Edit the listing below by swapping every "Report" for "Result" and leaving everything else as it is.

Given data ::
┄┄┄┄┄┄

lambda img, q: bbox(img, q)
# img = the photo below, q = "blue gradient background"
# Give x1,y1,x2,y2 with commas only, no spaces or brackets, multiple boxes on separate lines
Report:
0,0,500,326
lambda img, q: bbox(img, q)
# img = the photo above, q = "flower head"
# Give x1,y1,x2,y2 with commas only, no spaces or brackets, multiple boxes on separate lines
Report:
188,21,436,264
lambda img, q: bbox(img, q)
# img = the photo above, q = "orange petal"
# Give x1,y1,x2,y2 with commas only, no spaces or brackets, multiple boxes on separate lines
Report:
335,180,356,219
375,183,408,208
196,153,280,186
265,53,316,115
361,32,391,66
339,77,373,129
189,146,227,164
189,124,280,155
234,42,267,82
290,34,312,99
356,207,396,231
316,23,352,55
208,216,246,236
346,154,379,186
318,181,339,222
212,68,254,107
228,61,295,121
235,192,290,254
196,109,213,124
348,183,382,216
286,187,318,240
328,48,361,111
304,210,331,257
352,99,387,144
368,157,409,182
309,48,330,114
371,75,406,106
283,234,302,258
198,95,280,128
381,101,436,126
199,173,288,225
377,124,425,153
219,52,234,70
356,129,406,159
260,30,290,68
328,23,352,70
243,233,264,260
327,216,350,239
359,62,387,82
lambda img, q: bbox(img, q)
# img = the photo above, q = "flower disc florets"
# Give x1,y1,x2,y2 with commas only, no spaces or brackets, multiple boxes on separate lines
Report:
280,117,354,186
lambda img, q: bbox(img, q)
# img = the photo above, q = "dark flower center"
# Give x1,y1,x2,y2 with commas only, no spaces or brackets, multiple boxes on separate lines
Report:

┄┄┄┄┄┄

Answer to this problem ::
lambda img, q: bbox(img, q)
# img = the photo below, q = "blue gradient background"
# Give x1,y1,x2,y2 with commas only, no spaces or brackets, multiple boxes on separate lines
Result:
0,0,500,326
lambda img, q: bbox(img, q)
# img = the photo above, q = "flower head"
# Give x1,y1,x2,y2 with commas only, no spaces or brackets, multiple boxes on separate lines
Result:
188,21,436,264
lambda img, q: bbox(img, q)
# img = the photo above, q = "orange petal"
# Give x1,y1,x2,y2 with commas only, no spaces or brackets, multiple boxes on separate lines
Result:
335,180,356,219
375,183,408,208
196,153,280,186
265,53,316,115
361,32,391,66
339,77,373,129
189,146,227,164
189,124,280,155
234,42,267,82
290,34,312,99
356,207,396,231
316,23,352,55
208,216,246,236
346,154,379,186
318,181,339,222
212,68,254,107
228,61,295,121
235,192,290,254
196,109,213,124
348,183,382,216
286,187,318,240
328,48,361,111
304,210,331,257
352,99,387,144
368,157,409,182
309,48,330,114
371,75,406,106
283,234,302,258
198,95,280,128
381,101,436,126
199,173,288,225
377,124,425,153
219,52,234,70
356,129,406,159
260,30,290,68
328,23,352,70
243,233,264,260
327,216,350,239
359,62,387,82
lambda img, q: bbox(img, q)
# img = the photo above, q = "flower disc florets"
# Give x1,y1,x2,y2 with commas only, no spaces or brackets, multiple boxes on separate lines
Result:
280,117,354,186
lambda img, q: bbox(img, q)
# img = the photo above, q = "dark flower center"
# Give x1,y1,x2,y2 with commas only, no spaces or brackets, multiple boxes on separate lines
Result:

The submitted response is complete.